+++ Information supplied +++
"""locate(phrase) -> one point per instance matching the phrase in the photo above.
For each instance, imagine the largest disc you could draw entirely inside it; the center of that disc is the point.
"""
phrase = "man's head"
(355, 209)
+++
+++ Information supplied +++
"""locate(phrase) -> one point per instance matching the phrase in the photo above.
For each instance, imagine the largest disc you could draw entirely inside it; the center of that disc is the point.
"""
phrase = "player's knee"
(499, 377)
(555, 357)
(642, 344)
+++
Goal of the exercise: Show every line in the material above that has the word "phrase" in it, copied in full.

Task output:
"""locate(phrase) -> one point per instance matching the phrase in the photo above.
phrase = "man's head"
"""locate(phrase) -> one point per instance matching the phrase in the photo above.
phrase = "player's knee"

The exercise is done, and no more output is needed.